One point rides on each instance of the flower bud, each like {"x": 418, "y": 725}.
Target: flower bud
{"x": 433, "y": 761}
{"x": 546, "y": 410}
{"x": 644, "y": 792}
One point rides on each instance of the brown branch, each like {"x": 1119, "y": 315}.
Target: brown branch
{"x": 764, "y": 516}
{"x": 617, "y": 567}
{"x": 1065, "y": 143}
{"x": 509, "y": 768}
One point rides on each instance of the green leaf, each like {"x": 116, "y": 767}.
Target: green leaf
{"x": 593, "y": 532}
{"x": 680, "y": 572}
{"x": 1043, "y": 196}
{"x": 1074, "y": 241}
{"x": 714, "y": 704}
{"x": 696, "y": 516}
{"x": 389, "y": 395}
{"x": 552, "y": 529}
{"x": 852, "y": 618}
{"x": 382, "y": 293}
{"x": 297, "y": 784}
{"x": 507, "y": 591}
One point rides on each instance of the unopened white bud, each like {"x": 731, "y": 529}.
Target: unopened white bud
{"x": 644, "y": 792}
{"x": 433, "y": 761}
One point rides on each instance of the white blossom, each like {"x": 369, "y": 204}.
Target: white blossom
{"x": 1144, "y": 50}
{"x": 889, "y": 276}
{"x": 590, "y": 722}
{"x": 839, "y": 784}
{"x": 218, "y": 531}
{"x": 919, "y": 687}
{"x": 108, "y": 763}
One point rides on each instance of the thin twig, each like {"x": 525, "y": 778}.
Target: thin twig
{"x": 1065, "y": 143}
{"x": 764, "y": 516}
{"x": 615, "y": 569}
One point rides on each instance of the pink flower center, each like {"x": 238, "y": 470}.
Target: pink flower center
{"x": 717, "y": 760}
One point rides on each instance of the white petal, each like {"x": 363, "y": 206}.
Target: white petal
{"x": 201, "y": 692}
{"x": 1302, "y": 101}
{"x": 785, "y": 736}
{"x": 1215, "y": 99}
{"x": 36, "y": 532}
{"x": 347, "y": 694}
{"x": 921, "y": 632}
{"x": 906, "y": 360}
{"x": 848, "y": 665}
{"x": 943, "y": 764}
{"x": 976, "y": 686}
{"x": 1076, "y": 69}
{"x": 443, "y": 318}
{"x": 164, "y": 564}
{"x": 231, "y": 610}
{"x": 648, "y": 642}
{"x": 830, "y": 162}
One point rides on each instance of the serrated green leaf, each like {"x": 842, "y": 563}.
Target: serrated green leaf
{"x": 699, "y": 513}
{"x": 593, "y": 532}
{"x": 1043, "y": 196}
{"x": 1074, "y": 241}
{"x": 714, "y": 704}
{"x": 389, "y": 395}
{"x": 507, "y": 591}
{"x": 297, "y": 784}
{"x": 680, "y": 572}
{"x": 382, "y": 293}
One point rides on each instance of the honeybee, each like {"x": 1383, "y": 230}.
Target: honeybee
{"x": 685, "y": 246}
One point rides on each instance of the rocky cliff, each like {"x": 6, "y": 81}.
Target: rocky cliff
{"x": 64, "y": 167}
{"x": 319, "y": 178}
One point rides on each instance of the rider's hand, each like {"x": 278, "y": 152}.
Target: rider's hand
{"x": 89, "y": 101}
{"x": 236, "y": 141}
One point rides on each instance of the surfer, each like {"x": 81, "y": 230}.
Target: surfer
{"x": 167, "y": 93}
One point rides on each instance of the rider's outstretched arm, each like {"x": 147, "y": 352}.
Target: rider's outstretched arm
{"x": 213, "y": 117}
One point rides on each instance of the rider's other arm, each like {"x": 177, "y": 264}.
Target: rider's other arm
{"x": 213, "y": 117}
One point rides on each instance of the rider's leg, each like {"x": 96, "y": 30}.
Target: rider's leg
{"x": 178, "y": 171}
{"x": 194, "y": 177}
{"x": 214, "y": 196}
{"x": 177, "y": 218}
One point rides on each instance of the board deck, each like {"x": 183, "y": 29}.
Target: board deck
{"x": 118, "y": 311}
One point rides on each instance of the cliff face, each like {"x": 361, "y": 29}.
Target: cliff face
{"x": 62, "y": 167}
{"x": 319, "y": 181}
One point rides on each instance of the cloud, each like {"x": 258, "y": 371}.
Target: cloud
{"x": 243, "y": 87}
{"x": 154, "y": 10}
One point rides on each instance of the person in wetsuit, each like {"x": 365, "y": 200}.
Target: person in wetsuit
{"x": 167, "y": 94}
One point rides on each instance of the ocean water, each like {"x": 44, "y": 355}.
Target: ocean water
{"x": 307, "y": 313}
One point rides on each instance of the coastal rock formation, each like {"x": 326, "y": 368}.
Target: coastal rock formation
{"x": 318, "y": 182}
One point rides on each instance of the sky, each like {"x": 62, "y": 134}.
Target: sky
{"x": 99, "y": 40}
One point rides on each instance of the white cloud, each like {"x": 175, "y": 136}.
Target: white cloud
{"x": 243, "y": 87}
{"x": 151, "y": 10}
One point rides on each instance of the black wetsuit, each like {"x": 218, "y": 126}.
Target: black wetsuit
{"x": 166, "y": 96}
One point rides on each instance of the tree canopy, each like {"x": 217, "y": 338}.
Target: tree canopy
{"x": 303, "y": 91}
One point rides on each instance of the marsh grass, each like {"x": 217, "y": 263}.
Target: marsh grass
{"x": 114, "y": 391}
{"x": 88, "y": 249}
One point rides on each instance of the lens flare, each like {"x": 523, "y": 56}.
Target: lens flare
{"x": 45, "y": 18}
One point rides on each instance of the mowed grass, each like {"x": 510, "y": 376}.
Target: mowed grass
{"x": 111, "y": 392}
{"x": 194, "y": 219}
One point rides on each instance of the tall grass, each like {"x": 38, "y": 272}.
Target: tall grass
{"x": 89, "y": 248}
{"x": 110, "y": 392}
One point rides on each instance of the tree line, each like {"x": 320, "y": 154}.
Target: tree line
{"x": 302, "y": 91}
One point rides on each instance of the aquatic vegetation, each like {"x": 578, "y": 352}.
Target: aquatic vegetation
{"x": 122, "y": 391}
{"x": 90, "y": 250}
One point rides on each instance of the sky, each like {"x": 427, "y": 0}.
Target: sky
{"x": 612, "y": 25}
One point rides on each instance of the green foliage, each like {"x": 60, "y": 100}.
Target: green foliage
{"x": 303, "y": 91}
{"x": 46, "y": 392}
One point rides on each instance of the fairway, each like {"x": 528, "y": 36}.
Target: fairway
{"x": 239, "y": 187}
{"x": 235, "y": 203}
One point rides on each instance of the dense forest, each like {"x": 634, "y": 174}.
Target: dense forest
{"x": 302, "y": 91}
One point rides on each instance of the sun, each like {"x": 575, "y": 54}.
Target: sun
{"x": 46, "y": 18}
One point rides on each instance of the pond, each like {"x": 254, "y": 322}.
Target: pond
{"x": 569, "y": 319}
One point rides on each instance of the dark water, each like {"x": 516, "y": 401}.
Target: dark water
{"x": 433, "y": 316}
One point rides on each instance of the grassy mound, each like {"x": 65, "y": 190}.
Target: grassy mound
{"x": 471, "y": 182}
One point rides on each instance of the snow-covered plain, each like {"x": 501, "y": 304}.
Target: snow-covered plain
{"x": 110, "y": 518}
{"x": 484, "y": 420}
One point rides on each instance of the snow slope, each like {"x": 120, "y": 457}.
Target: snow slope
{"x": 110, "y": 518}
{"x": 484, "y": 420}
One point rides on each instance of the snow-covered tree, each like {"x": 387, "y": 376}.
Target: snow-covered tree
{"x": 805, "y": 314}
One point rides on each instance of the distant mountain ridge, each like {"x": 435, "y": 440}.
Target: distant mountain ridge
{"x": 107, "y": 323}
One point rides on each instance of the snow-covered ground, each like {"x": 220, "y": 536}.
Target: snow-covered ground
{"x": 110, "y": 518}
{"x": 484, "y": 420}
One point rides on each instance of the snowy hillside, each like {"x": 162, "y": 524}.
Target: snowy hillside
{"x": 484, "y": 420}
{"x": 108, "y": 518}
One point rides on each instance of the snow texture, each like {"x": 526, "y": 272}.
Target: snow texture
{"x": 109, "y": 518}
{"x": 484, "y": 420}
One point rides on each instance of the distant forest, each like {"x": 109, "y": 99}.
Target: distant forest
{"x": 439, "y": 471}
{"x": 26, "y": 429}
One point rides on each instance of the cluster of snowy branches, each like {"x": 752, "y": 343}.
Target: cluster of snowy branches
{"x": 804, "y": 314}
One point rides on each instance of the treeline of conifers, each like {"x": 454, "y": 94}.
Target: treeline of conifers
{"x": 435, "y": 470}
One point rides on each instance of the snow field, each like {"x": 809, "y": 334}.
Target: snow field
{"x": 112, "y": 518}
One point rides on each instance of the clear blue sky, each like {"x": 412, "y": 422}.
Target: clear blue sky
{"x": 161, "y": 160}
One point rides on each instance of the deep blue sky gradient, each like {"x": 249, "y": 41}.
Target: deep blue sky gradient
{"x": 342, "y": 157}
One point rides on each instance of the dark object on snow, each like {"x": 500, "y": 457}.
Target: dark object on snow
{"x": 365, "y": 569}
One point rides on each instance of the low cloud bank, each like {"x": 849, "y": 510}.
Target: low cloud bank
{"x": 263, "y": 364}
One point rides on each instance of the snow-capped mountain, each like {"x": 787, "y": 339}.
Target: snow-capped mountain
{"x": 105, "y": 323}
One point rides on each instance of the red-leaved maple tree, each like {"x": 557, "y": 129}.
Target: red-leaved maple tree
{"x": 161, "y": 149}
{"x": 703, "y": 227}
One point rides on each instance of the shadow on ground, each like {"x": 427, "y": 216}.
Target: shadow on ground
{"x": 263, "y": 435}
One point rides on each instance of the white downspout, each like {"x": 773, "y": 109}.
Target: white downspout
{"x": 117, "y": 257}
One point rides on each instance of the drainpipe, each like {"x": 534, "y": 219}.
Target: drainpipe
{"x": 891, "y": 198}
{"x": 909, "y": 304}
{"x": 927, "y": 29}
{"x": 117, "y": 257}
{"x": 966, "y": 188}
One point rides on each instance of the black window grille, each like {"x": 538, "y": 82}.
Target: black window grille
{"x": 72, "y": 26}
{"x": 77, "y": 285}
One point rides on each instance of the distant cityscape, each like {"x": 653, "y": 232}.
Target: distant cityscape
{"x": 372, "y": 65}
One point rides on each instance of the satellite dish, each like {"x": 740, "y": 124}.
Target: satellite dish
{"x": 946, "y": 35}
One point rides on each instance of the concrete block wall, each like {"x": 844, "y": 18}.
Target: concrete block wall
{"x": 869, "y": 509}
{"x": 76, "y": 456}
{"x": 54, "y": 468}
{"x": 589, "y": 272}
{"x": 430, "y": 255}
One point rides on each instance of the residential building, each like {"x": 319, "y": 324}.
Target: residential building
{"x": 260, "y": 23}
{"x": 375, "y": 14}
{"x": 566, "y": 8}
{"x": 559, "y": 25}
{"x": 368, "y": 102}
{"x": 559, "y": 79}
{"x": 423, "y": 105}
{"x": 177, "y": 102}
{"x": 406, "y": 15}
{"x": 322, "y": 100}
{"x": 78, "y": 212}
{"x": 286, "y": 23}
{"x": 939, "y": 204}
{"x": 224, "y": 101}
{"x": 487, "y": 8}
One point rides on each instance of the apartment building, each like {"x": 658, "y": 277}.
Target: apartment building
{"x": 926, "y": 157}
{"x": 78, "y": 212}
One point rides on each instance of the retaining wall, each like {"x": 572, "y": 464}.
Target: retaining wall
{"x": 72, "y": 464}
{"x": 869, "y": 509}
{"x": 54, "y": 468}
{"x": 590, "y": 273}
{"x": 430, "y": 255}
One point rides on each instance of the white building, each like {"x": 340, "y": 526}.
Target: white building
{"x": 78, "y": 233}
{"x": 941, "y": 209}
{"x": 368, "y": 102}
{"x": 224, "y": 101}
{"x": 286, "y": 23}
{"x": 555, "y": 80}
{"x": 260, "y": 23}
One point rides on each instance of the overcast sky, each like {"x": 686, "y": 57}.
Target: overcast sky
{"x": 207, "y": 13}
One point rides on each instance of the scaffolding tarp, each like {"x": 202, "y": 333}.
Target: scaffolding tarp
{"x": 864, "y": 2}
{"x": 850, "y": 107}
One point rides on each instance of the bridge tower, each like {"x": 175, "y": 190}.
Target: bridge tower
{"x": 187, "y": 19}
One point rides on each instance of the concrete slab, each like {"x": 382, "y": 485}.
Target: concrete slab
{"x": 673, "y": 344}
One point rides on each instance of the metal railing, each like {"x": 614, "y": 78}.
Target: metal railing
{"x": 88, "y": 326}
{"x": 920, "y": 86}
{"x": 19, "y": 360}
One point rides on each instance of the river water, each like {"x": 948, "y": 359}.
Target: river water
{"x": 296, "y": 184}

────

Exercise: From the "One point rides on each instance of the overcast" line to the close of the listing, restate each line word for word.

Exercise response:
One point rides on each instance of the overcast sky, each like {"x": 686, "y": 57}.
Target: overcast sky
{"x": 207, "y": 13}
One point rides on each instance of the scaffolding tarp, each like {"x": 202, "y": 333}.
Target: scaffolding tarp
{"x": 864, "y": 2}
{"x": 850, "y": 107}
One point rides on each instance of the bridge tower, each like {"x": 175, "y": 190}.
Target: bridge tower
{"x": 187, "y": 19}
One point rides on each instance of the concrete slab, each like {"x": 382, "y": 485}.
Target: concrete slab
{"x": 673, "y": 344}
One point rides on each instance of the metal railing, each like {"x": 614, "y": 78}.
Target: metal railing
{"x": 88, "y": 326}
{"x": 920, "y": 86}
{"x": 19, "y": 360}
One point rides on each instance of the river water, each like {"x": 948, "y": 359}.
Target: river water
{"x": 296, "y": 184}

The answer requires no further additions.